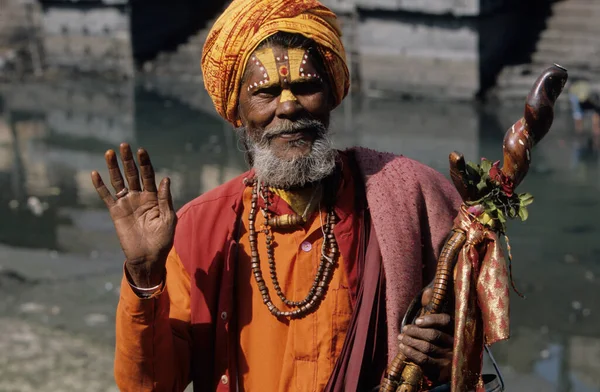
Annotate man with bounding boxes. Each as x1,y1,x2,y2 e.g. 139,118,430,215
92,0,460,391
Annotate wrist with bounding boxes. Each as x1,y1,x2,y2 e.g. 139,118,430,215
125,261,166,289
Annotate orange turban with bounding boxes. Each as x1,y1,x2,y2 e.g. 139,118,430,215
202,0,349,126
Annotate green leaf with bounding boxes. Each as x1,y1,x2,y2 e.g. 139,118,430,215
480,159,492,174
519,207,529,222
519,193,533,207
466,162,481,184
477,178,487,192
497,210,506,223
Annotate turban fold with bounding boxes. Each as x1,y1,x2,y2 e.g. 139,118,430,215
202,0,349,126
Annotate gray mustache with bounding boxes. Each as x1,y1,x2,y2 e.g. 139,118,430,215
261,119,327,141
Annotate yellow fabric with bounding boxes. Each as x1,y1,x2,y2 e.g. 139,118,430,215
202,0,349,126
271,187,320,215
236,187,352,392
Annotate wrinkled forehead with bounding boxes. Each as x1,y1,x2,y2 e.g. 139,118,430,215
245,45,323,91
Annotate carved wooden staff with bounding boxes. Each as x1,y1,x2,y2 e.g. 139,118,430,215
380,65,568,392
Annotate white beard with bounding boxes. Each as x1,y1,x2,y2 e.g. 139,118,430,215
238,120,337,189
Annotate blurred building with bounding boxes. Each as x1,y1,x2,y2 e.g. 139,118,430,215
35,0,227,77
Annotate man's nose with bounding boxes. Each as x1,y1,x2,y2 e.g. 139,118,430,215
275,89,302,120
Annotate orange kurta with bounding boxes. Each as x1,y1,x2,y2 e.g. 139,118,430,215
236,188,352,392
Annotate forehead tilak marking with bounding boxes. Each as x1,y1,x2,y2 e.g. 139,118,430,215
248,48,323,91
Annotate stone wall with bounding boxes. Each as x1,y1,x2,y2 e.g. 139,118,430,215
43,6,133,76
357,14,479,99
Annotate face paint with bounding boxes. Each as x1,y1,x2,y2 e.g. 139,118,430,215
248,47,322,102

---

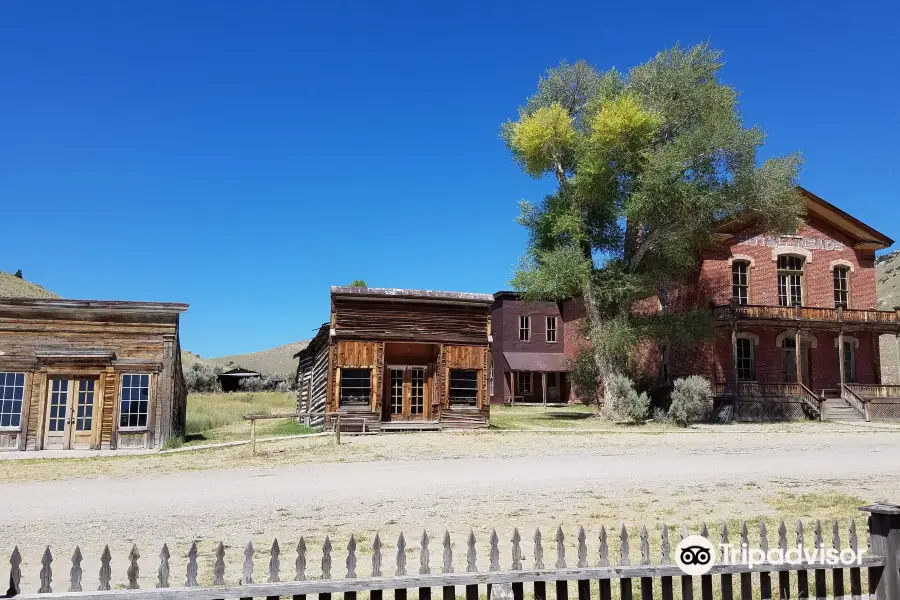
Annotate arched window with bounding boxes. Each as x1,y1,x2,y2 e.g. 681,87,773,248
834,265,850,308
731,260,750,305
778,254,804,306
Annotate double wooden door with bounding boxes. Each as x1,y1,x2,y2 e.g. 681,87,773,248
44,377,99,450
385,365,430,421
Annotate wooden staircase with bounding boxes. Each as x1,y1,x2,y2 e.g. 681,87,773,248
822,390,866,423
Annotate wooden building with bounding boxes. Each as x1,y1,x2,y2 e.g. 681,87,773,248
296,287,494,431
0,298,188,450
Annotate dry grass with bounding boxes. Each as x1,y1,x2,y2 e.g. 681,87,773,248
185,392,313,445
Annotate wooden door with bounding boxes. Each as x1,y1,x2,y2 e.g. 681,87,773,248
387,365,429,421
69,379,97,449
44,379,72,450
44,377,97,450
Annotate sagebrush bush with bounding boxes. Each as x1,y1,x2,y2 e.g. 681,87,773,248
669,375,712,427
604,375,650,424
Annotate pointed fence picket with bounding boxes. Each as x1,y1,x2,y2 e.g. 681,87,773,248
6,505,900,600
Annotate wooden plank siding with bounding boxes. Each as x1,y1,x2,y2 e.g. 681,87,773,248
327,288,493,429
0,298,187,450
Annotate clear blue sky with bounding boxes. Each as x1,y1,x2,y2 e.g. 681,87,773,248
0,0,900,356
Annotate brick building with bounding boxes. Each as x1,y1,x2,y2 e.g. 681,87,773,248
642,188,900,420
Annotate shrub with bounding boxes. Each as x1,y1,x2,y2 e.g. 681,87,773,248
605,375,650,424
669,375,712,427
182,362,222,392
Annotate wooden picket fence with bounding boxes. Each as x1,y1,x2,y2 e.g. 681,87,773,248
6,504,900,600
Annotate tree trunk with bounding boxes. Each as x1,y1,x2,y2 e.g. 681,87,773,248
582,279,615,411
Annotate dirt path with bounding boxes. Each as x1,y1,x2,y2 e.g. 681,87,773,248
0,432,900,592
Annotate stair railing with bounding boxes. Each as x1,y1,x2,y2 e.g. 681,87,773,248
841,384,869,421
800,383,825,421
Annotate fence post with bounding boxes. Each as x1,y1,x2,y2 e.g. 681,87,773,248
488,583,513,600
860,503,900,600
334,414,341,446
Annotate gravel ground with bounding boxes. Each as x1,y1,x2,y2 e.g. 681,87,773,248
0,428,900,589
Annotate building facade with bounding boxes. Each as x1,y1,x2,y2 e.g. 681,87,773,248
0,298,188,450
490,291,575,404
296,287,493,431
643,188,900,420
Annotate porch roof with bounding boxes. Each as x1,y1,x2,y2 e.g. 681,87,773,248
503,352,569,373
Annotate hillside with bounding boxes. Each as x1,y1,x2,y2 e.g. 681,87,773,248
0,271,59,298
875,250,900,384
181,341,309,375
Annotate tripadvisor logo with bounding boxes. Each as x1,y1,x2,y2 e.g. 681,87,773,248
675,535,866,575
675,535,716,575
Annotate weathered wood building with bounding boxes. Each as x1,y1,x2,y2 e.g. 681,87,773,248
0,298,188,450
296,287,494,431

● Task to carry out
Rewrite the entries from the line containing "Annotate wooden plank" through the line containing "0,432,900,592", changing "brick building" to "stone building" and leaving everything else as it is.

● Result below
Annotate wooden plank siding with bounding boxes. Each as x1,y1,x2,y2 e.g. 681,87,773,248
327,288,493,429
0,298,187,450
Annotate clear blue sky with bounding boxes. Each as x1,y1,x2,y2 e.g. 681,87,773,248
0,0,900,356
Annotate stone building with bounding boxes. Each as x1,y1,x2,y2 e.g. 681,87,773,248
642,188,900,420
Annotate shrub with bounding boxes. Each as x1,y1,x2,y2 e.g. 681,87,773,248
605,375,650,424
669,375,712,427
182,362,222,392
Annotate wooden picket fence with bounding boxes. Each as x1,y1,x2,y2 e.g. 681,87,773,248
6,504,900,600
Annotate tree trunk with bounding boxes. Each as x1,y1,x2,y2 e.g. 681,87,773,248
582,279,615,411
Annotate dirt path with bounding boxes. Each as x1,y1,x2,y2 e.g. 681,87,773,248
0,432,900,592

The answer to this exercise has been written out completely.